(抜粋本文):
··········
EDENS ZERO/Mashima HERO'S/FAIRY TAIL/RAVE

概要


『EDENSZERO』完結まであと3話。

ラスト4話となった第290話『時を喰べる少女』では、ついに時喰みの正体が判明。

時喰みが如何にして生まれたのか、その全貌が明かされました。

これまで「宇宙の厄災」として度々シキ達に関わってきた怪物。

物語初期から出てきていた厄災の正体は、レベッカ

「時の力」を持つレベッカが、未来で「時喰み」となっていました。

時喰みの全貌が明かされた良いタイミングですので、これまで描かれてきた時喰みの謎、伏線を振り返りつつ、自己解釈していきたいと思います。


時喰み

まずは、簡単に時喰みについておさらい。

  • 星の時を喰う宇宙の怪物
  • 時喰みに喰われた星は時が巻き戻る
  • これには元に戻す方法はない
  • 時を奪われた星は「侵入禁止惑星」となる
  • 二つの歴史を作り宇宙を混乱させる宇宙の大いなる厄災
  • 初登場は11話
  • 「時の流れに逆らった者」がいる星に来るケースが多い
  • 時喰みの体内には謎の女性がいる
  • 女性の発言から「奪われた時を取り戻す」事が目的だと分かっている

これまで時喰みが喰べた星

これまで時喰みが喰べたと分かっている星も振り返ってみる。
  • 惑星ノーマ(50年)
  • 惑星ギルスト(1200年)
  • 惑星レンダード(260年)
  • マザー(20000年)
  • ユニバース3173のエデンズゼロ
唯一星ではないエデンズゼロは楓大戦でジギーの口から語られて分かっています。
ジギーが二万年後の世界からユニバース0を目指してエデンズゼロを出発させた時、時喰みと接触、結果ユニバース1に辿り着き、シキとレベッカが旅立ちグランベルを旅立つこの物語のメインタイムラインが始まりました。

正体

前述の通り、第290話『時を喰べる少女』にて時喰みの正体が判明。
二万年後の未来から来たレベッカ
二万年後の世界で実はレベッカも生きていたと思われ、ジギー(シキ)の後を追うかたちで「時の力」が覚醒。
レベッカの体は黒い影に包まれ「時喰み」へと姿を変えていきました。

時喰みの正体が「レベッカ」だと思わせる伏線は以前から描かれています。
··········
(項目):

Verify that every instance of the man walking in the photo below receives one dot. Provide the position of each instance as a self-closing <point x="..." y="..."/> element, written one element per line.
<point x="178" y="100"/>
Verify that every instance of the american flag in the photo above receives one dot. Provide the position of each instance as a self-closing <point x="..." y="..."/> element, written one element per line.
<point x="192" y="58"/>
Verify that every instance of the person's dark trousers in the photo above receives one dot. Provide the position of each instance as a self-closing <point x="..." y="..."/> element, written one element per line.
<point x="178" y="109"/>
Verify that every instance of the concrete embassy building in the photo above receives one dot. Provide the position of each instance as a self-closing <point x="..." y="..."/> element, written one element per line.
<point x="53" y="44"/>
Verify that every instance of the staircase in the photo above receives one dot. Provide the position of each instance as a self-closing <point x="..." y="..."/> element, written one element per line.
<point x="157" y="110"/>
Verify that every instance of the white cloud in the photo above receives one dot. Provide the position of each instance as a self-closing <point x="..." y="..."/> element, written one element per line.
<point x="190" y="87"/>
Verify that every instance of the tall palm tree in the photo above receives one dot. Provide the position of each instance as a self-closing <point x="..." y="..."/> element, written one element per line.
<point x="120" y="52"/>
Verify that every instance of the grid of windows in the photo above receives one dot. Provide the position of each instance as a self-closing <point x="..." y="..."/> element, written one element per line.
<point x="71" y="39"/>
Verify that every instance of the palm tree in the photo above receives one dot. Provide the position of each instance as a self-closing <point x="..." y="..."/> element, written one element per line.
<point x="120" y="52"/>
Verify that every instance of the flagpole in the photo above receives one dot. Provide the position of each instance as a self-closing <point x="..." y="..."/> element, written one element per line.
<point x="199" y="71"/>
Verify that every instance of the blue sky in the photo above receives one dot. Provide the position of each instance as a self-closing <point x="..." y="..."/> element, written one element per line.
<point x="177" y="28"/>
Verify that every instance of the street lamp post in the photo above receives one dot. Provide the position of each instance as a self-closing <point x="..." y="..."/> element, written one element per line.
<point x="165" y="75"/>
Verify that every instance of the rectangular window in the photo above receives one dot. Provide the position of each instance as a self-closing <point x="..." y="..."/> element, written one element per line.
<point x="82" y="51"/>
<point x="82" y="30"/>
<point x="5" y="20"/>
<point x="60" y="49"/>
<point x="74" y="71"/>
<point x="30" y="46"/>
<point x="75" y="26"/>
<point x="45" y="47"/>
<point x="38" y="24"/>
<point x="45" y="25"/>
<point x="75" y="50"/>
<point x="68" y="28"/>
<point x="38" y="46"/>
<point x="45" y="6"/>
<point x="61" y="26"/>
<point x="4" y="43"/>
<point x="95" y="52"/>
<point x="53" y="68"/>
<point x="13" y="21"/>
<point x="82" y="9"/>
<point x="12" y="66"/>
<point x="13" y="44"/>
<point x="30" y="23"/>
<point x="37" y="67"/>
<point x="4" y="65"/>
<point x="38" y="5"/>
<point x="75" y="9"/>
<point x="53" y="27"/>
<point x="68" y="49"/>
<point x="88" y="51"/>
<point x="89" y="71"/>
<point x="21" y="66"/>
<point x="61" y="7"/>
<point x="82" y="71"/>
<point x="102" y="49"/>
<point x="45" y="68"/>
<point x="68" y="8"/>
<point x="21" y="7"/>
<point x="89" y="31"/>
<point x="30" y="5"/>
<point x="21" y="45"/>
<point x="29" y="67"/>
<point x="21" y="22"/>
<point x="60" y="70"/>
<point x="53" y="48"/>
··········
(作業内容):
[1] 時喰みの解説文によると、時喰みが初めて登場したのは何話ですか。
[2] 時喰みの解説文から、「時喰みが如何にして生まれたのか、その全貌が明かされました。」で始まり「まずは、簡単に時喰みについておさらい。」で終わる部分を、一字一句変えずに抜き出してください。
[3] 時喰みの解説文の最後の文に続けて、本文を書き継いでください。

(解答一覧):
[1] 11話

[2]
時喰みが如何にして生まれたのか、その全貌が明かされました。

これまで「宇宙の厄災」として度々シキ達に関わってきた怪物。

物語初期から出てきていた厄災の正体は、レベッカ

「時の力」を持つレベッカが、未来で「時喰み」となっていました。

時喰みの全貌が明かされた良いタイミングですので、これまで描かれてきた時喰みの謎、伏線を振り返りつつ、自己解釈していきたいと思います。


時喰み

まずは、簡単に時喰みについておさらい。

[3]
  • ウェーブがかった髪
  • 女性
  • "時"を司る存在
  • 猫耳
  • ハート
  • 話口調
  • 「未来から来た」という発言
  • シキと思わしき人物を捜していたという発言

詳しくは以前書いた記事にて。

この最終決戦に入ってから随所で時喰み=レベッカだと仄めかされていました。

 

"思いがけない事故"の真相

二万年後の世界での不可解な描写でいうと、ジギーがユニバース0を目指してエデンズゼロを発進させた時です。
「その時…思いがけない事故があった」とジギーは当時の事を振り返って話していました。
エーテリオンに異常が発生し、ユニバースの移動が困難になった。
その原因は、時喰みの接触
「生きていた頃のレベッカに会いたい」という思いもあり、どうしてもユニバースに移動が必要だったジギー。
その為「しかし…私は行かなくては…!!!」と無理矢理時空を超えました。

おそらくその強行突破の結果、目的だったユニバース0には到着せず、記憶も失ってしまったのではないかと思います。
不完全なかたちでの時空跳躍が予期せぬアクシデントを生んだ。
タイミングがタイミングなだけに、最初はジギーをユニバース0には到達させまいとした時喰みの攻撃なのかと思いました。
しかし実際は「シキの事を追いかけたレベッカの行動だった」と明かされます。
部屋を後にしたジギーにレベッカは「行かないでシキ…あたしはここにいるよ…助けて…あたしを置いて…行かないで」と訴えかけており、しかしそれは言葉になっていなかった為、ジギーに届く事はありませんでした。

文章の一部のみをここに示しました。